Aquel invierno del ochenta y tantos.

Ahora que en estos días la meteorología y los sucesos, como es tristemente habitual, tienen tanto protagonismo en los medios de comunicación, los sevillanos de finales de 1884 y comienzos de 1885 pudieron contar a sus nietos haber sido testigos privilegiados de varios fenómenos extraordinarios, alguno de ellos con funestas consecuencias e incluso reseñados en la prensa local con bastante eco social; pero como siempre, vayamos por partes.

Fue un invierno especialmente crudo y lluvioso, y comenzó con un buen susto para los habitantes de la ciudad. Eran las nueve menos diez minutos de la noche del jueves 25 de diciembre de 1884, según las crónicas periodísticas, mientras una densa niebla envolvía a la ciudad, cuando un terremoto se dejó sentir,  sin que aparentemente se notase vibración sísmica alguna en sus calles, aunque sí en las casas, produciéndose la oscilación de lámparas y demás objetos colgantes e incluso la caída a la calle de cristales procedentes de ventanales y cierros. En una carbonería situada entonces en la Plaza del Pozo Santo se desprendió un techo, amén de otros incidentes de menor entidad, sin que hubiera que lamentar desgracias personales. Por abundar un poco en el tema, ¿Cómo se notó aquel temblor de tierra en los cafés, entonces tan populares o en el teatro? El periódico La Andalucía lo narraba así:

"En los cafés, y principalmente en el Suizo la concurrencia, que era muy numerosa, abandonó los locales y se dirigió precipitadamente y con gran confusión a la calle: los aparatos del alumbrado oscilaban vertiginosamente. Los camareros tuvieron no pequeñas pérdidas, pues la mayoría de los concurrentes se marcharon sin abonar los gastos que habían hecho."

Un apunte, el café Suizo estaba en la calle Sierpes, en lo que después fue teatro Imperial y ahora librería. En el teatro San Fernando, entonces en la calle Tetuán, se cantaba en esos momentos el final del primer acto de la ópera "Un Ballo in Maschera", de Giuseppe Verdi, cuando de repente comenzó a sentirse el temblor de tierra, con mayor relevancia en las zonas altas del patio de butacas o el "Paraíso"; en medio de la conmoción general y ante el temor a la caída de la gran lámpara central, los cantantes dejaron de interpretar su repertorio y enmudeció la orquesta, aunque extrañamente nadie llegó a moverse de sus asientos. Superados los primeros minutos de inquietud, la función prosiguió con gran éxito para el tenor ovetense Lorenzo Abruñedo, una de las grandes figuras de la lírica del momento. 

La torre de la Giralda, afectada ese mismo año por un rayo caído sobre su cara meridional el 25 de abril, también notó los efectos del seísmo, aunque quizá las mayores consecuencias fueron a parar al cimborrio de la propia catedral, muy perjudicado ya por ciertos daños estructurales anteriores y que en por aquel entonces estaban siendo estudiados y tratados; de poco sirvió, ya que, como se sabe, el 1 de agosto de 1888 se produciría su derrumbamiento.

────────

#### [Ejercicio propuesto A]
Responde a partir del fragmento sobre el invierno sevillano de 1884:
(i) ¿A qué hora y en qué fecha se sintió el terremoto?
(ii) ¿Qué ópera se cantaba en el teatro San Fernando cuando empezó el temblor?
(iii) ¿En qué fecha se derrumbó el cimborrio de la catedral?
#### [Ejercicio propuesto B]
Enumera todas las calles y plazas de Sevilla que nombra el fragmento sobre el invierno sevillano de 1884.
#### [Ejercicio propuesto C]
Prosigue el fragmento sobre el invierno sevillano de 1884 a partir de su última oración.

────────

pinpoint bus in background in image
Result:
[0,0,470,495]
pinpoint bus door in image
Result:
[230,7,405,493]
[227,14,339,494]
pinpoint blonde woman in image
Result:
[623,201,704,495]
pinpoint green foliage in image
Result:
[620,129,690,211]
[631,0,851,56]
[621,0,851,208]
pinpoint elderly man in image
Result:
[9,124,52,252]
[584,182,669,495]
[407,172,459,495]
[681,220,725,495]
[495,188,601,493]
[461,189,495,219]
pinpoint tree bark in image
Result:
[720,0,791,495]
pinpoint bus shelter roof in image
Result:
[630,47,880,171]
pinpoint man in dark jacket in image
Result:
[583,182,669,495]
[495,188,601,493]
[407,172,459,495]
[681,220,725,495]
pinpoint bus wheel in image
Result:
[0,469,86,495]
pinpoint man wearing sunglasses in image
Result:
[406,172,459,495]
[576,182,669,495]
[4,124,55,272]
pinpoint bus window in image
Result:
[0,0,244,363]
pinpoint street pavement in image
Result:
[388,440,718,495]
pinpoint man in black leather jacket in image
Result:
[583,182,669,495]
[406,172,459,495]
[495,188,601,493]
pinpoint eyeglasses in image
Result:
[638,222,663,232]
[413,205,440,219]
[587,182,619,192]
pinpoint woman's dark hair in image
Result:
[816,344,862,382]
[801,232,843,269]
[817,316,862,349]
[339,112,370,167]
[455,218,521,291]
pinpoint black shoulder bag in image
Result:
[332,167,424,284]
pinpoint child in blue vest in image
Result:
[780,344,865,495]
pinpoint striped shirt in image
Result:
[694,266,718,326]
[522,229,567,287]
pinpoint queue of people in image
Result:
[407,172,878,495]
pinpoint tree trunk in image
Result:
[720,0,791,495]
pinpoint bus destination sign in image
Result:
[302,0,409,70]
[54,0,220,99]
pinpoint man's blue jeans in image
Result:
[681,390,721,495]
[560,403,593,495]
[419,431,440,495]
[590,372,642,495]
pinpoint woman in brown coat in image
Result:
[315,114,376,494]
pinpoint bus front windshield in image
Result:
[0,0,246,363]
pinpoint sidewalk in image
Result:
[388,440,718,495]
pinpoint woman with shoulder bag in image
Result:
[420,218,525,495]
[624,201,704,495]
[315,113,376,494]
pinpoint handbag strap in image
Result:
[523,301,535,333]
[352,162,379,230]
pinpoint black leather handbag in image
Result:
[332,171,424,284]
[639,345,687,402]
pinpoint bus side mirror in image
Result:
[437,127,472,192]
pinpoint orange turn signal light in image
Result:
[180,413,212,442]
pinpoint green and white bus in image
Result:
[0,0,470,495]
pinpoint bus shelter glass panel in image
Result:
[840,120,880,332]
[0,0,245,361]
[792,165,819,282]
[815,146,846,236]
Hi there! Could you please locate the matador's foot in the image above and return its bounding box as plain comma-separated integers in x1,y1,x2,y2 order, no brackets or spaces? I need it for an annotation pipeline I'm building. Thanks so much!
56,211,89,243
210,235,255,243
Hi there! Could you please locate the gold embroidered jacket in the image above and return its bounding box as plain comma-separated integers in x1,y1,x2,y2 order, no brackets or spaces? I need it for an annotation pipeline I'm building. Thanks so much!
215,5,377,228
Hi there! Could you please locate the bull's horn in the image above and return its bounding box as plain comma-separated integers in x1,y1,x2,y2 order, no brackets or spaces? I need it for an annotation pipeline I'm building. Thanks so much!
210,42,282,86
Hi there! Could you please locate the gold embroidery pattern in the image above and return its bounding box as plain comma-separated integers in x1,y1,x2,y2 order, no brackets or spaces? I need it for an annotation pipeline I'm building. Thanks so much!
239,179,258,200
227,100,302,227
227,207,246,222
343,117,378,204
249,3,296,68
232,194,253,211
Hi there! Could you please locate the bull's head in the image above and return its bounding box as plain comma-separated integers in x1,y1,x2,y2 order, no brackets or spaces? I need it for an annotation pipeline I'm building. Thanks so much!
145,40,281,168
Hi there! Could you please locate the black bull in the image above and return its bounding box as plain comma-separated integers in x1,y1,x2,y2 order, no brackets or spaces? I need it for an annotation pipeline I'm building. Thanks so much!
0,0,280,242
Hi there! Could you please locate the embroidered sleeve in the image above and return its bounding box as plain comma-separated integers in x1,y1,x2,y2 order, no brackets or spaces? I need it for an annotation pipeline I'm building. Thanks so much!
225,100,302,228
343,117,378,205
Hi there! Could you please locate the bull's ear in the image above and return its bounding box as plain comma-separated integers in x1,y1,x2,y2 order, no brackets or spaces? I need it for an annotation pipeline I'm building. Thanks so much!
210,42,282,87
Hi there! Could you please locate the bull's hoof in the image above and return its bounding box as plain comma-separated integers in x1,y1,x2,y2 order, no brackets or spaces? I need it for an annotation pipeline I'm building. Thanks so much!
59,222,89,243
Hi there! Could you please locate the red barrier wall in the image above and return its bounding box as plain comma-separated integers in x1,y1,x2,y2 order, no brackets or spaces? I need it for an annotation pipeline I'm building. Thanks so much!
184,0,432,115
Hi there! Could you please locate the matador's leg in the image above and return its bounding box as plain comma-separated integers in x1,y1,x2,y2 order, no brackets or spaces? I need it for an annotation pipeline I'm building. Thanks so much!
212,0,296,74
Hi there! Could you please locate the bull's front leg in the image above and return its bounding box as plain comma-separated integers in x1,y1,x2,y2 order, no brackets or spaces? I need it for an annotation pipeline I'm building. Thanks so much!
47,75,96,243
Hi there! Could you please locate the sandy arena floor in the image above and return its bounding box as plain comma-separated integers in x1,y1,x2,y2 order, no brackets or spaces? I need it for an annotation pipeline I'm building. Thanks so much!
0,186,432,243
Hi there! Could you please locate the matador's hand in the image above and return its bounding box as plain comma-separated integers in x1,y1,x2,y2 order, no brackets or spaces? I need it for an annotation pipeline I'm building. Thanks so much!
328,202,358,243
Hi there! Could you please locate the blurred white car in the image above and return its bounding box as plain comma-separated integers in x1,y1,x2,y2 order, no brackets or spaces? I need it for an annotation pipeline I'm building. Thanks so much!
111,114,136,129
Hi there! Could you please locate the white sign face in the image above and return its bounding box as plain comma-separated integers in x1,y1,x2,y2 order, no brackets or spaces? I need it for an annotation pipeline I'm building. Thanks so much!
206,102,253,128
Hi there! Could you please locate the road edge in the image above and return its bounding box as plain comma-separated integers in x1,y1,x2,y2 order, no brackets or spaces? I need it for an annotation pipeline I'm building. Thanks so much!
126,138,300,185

────────

#### [Respuesta esperada A]
(i) A las nueve menos diez minutos de la noche del jueves 25 de diciembre de 1884.
(ii) "Un Ballo in Maschera", de Giuseppe Verdi.
(iii) El 1 de agosto de 1888.

#### [Respuesta esperada B]
Plaza del Pozo Santo, calle Sierpes, calle Tetuán.

#### [Respuesta esperada C]
Por desgracia, los efectos de este terremoto de diciembre se dejaron sentir, y mucho, en otras provincias andaluzas como Málaga y Granada, con daños bastante destacables y cuantiosas pérdidas económicas y patrimoniales, contándose para ello con el auxilio del gobierno de la nación en la persona del rey Alfonso XII y el Consejo de Ministros, quienes dispusieron ayudas monetarias para paliar los destrozos y también una suscripción de donativos encabezada por el propio monarca con 300.000 pesetas o el Papa León XIII con 40.000 y una larga lista de instituciones públicas y privadas, personalidades, autoridades y particulares. 

La ciudad de Sevilla se volcó también con los damnificados del terremoto, encargándose el Ayuntamiento de recolectar todo tipo de prendas y enseres, así como donaciones económicas, sin olvidar la organización de una fiesta benéfica por parte de una Junta de Damas presidida por la reina Isabel II y que tuvo lugar en los jardines de los Reales Alcázares, aunque el mal tiempo deslució no poco el acto.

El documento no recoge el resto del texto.